__Directive 1__. In the thread on protection for ham radios, why does the poster with the ammo-box Faraday cage keep two of them?
── Text
# Protection for ham radios?



## SheepdogPRS (Oct 8, 2017)

i am wondering if the radio operators have protection for their radios in case of H.E.M.P. and what you use.


----------



## fteter (May 23, 2014)

Homemade Faraday cage...metal ammo box lined with cardboard insulation. The two small radios inside wrapped in newspaper, then foil, then more newspaper - and the whole bundle in a mylar bag. Batteries removed from radio. And the outside of the ammo box is grounded to a stake driven into the earth a little over 3 feet.

I keep two cans like this. Because two is one and one is none.


----------



## obg12 (Apr 9, 2016)

I know a guy that runs coms for FEMA he disconnects his antenna and puts the end of it in a glass jar when not in use,but I think it's more for lightning protection.


----------



## kd4ulw (Feb 11, 2015)

Steel trashcan that is lined with cardboard. I have covered any place where there have been holes made like the connection points of the handles on the inside and the lid handle with metal tape. I keep various radios, solar charge controller and the like in there just in case.


----------



## dademoss (Aug 6, 2011)

Hf radio and some HT's in a box in a trash can. HT's will be crap when it hits the fan and the repeaters are down, but we do what we can.


----------
────
── Information shown
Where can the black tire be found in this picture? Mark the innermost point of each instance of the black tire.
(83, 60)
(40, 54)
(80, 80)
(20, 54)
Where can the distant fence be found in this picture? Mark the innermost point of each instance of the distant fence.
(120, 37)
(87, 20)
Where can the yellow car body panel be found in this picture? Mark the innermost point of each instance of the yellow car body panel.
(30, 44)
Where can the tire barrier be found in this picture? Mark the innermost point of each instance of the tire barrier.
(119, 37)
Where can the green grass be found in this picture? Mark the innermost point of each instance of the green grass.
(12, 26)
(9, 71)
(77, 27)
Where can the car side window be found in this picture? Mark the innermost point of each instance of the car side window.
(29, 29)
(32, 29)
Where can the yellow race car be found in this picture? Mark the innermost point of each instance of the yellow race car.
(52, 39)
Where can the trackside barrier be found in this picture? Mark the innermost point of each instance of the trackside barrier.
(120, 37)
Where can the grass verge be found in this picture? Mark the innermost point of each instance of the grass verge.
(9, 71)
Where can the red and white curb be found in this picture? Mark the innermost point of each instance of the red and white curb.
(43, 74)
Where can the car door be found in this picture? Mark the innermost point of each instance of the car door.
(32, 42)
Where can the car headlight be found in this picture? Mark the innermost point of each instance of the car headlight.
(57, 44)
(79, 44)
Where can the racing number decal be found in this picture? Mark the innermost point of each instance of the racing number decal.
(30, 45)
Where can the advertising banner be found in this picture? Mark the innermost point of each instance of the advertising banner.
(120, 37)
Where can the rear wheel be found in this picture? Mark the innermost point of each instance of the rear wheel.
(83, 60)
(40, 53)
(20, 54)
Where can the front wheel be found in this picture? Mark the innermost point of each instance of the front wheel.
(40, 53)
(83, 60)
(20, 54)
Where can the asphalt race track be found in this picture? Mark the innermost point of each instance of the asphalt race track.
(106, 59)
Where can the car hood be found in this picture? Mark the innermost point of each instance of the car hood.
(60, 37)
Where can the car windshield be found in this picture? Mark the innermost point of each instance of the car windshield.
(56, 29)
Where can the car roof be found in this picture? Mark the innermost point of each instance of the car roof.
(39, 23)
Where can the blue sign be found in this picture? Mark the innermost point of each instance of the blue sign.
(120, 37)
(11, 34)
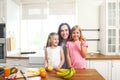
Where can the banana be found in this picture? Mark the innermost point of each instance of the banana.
(62, 70)
(71, 73)
(63, 73)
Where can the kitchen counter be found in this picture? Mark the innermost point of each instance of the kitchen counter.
(87, 74)
(95, 56)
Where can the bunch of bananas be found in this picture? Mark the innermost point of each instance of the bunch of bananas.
(66, 73)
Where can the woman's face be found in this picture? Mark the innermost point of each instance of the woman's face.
(64, 32)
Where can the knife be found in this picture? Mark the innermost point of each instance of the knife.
(24, 75)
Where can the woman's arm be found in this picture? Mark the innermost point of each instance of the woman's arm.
(83, 48)
(68, 57)
(62, 58)
(45, 59)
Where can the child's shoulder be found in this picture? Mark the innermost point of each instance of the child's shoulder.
(69, 42)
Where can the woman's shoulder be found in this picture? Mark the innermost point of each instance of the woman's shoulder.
(69, 42)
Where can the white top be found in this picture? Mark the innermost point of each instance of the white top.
(53, 56)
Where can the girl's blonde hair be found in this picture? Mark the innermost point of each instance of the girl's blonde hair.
(49, 36)
(78, 28)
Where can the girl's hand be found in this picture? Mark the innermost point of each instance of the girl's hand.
(83, 40)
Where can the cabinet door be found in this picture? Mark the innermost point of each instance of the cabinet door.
(87, 64)
(116, 70)
(2, 9)
(17, 62)
(103, 67)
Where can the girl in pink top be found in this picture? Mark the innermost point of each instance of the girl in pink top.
(76, 49)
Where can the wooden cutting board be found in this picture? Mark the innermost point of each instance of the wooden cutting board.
(30, 72)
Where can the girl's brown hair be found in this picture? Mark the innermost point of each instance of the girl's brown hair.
(78, 28)
(49, 36)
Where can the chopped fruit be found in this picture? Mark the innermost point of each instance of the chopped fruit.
(41, 69)
(50, 68)
(43, 74)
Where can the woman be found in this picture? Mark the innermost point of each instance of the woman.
(64, 36)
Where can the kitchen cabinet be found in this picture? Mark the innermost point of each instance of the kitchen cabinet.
(87, 64)
(2, 11)
(17, 63)
(21, 63)
(3, 50)
(110, 27)
(116, 70)
(103, 67)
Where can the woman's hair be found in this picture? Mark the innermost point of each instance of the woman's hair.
(59, 32)
(74, 28)
(49, 36)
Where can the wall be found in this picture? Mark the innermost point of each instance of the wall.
(13, 22)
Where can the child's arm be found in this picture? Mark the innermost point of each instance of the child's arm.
(62, 58)
(45, 59)
(83, 48)
(68, 57)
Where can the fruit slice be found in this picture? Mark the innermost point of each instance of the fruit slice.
(43, 74)
(50, 68)
(13, 70)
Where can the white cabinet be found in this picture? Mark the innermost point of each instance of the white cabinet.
(116, 70)
(21, 63)
(87, 64)
(110, 27)
(2, 10)
(17, 62)
(103, 67)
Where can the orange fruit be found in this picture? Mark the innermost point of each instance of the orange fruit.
(50, 68)
(43, 74)
(6, 71)
(41, 69)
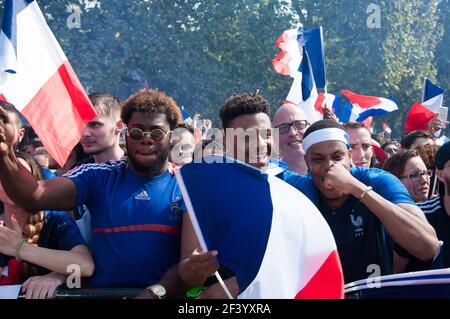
────
__Directive 2__. Return the entries from the line that contains "Where can the chopped" through the end of the entries, with both ends included. Leave the pictures out of your answer.

__Exercise output 1__. The poster keeps two such cans because, as the thread puts it, "two is one and one is none."

__Exercise output 2__.
Where can the chopped fruit be found in this picture? Mark the innermost point of each instance of the chopped fruit.
(41, 69)
(50, 68)
(43, 74)
Where can the woman be found in this picture? Mark the innermost point of each instance of the woman.
(64, 36)
Where can the kitchen cabinet be found in this picture? Mark the innermost point of each instance of the kitchen cabinet.
(87, 64)
(2, 11)
(17, 63)
(21, 63)
(3, 50)
(110, 27)
(116, 70)
(103, 67)
Where can the woman's hair be found in this picture? Mark the innermost point of each instance of the woman's hair.
(59, 32)
(74, 28)
(49, 36)
Where can the wall be found in this picture? Mark the innermost point of each instance of the wall.
(13, 22)
Where can the child's arm be found in this picture? Mark the innermost point of each instance of the child's arm.
(62, 58)
(45, 59)
(83, 48)
(68, 57)
Where can the fruit slice be found in this picture? Mark the innermost point of each instance of the fruit slice.
(43, 74)
(50, 68)
(13, 70)
Where can the white cabinet be found in this picture? Mark the innermost point of each instance of the white cabinet.
(116, 70)
(21, 63)
(87, 64)
(110, 27)
(2, 10)
(17, 62)
(103, 67)
Where can the orange fruit be found in this picture? Mark the innermost point of each instance of the orange fruit.
(50, 68)
(43, 74)
(6, 71)
(41, 69)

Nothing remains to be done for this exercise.